Please report each line of the records below that contains the string “curly”, with matching case.
[Start Data]
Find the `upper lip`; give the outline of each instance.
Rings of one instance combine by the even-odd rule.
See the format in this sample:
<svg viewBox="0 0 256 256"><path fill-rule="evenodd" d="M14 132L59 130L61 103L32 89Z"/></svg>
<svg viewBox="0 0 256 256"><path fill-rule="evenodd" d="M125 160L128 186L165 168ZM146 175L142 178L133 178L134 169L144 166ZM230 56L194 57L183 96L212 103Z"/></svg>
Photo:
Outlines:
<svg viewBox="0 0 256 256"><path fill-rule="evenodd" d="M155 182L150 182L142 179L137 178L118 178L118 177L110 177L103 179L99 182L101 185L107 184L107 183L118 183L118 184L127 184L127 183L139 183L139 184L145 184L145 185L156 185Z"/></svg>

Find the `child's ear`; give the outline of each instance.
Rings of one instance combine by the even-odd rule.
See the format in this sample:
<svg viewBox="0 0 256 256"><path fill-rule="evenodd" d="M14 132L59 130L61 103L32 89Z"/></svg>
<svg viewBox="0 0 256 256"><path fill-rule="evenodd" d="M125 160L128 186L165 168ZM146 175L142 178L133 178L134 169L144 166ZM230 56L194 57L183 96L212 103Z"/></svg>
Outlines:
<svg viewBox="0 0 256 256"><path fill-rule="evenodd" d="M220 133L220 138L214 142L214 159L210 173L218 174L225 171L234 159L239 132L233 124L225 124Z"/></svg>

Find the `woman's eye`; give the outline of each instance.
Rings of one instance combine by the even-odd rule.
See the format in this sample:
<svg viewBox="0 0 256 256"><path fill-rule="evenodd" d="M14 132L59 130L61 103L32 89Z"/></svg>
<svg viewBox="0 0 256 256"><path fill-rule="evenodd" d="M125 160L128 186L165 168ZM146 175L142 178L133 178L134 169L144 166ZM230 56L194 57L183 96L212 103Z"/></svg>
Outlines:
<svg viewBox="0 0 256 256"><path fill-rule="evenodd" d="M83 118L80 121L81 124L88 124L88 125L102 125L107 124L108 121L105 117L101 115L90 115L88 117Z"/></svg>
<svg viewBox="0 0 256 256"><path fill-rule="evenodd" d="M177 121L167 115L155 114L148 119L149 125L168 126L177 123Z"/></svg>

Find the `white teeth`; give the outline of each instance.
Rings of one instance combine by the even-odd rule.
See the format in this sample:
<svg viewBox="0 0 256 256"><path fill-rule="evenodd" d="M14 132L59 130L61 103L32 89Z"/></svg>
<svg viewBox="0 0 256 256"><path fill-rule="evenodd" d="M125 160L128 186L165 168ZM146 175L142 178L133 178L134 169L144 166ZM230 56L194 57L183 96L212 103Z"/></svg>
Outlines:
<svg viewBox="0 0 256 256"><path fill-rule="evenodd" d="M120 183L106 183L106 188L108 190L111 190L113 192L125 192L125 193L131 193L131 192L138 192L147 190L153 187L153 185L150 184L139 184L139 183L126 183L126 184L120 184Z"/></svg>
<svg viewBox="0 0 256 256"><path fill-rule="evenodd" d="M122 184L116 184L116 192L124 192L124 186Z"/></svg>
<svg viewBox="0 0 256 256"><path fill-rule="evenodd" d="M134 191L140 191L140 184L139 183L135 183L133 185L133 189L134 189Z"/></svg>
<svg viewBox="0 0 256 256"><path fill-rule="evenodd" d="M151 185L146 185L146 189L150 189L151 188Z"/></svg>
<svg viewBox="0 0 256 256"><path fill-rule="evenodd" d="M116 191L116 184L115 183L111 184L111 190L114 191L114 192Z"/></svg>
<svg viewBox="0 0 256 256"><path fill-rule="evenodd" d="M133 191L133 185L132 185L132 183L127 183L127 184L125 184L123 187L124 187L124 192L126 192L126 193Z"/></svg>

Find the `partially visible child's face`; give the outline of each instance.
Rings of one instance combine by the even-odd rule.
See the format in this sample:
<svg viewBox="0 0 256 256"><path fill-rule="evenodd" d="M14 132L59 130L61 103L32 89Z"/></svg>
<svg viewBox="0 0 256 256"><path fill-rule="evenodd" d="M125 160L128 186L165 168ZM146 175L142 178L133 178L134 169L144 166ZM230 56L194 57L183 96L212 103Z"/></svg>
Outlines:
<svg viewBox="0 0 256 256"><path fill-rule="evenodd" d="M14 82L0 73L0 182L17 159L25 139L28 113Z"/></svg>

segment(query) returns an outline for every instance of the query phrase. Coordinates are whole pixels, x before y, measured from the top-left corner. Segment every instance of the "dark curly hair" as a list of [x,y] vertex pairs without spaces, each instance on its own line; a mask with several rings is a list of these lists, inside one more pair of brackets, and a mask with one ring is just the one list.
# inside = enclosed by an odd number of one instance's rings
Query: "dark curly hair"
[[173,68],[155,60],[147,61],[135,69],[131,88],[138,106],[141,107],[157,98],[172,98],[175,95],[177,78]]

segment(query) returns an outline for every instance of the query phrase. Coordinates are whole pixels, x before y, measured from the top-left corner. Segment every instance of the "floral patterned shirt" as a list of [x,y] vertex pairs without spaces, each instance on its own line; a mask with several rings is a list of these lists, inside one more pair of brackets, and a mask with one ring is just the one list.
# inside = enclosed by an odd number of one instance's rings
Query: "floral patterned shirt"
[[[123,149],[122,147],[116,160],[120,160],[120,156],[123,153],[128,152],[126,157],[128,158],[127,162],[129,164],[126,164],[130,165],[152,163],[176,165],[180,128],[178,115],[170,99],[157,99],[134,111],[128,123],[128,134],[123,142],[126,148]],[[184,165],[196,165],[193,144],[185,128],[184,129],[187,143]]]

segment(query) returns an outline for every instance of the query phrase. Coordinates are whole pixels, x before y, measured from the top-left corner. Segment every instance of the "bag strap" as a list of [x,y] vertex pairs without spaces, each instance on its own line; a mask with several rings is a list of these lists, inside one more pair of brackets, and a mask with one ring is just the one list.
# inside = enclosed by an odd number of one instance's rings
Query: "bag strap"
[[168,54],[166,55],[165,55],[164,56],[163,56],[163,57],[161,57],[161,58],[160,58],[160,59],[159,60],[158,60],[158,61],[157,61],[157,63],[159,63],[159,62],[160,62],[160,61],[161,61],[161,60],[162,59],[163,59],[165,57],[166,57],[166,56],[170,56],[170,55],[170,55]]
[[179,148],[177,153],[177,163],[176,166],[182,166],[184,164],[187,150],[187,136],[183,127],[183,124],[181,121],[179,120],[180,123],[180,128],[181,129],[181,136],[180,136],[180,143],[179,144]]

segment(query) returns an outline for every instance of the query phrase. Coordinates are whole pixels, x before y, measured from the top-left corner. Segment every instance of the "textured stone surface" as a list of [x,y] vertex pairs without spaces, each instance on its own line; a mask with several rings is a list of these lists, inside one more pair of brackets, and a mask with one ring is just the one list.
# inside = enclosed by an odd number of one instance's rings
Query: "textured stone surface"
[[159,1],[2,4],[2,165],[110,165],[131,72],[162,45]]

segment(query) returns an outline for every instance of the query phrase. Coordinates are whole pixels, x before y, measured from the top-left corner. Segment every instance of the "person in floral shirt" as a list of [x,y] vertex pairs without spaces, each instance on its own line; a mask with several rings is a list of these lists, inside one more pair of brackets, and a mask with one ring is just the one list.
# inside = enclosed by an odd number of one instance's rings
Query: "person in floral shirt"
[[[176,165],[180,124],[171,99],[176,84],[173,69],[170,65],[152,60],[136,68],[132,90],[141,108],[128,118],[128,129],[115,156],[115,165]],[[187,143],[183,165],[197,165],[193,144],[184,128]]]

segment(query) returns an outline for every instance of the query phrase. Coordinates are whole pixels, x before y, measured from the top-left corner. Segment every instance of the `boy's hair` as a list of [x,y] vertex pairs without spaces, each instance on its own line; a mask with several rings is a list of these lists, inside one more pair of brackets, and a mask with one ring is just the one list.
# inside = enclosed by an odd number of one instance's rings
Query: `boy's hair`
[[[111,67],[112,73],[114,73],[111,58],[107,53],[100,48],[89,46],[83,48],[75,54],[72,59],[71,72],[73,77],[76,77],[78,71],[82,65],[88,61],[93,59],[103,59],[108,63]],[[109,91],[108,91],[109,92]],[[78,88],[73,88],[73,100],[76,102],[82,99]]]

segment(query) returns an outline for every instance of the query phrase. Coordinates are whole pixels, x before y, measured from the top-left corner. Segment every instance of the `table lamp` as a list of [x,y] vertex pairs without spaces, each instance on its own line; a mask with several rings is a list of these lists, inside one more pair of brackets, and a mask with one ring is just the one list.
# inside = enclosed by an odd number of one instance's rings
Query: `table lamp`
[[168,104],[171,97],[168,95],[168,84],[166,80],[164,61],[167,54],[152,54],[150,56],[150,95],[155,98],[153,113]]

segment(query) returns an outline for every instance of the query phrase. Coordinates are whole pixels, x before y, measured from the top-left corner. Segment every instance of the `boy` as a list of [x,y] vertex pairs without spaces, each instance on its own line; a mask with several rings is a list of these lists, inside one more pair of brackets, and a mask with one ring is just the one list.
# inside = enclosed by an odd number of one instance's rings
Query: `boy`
[End Data]
■ **Expected answer**
segment(query) returns an outline for every instance of the query phrase. Coordinates are whole pixels, x before y, measured from the top-left corner. Segment every instance of the "dark curly hair" as a list of [x,y] vertex pairs without spaces, each instance on its own line; a mask with several rings is a list of these lists, inside one more pair of brackets, and a mask with one ring is just the one list.
Query: "dark curly hair"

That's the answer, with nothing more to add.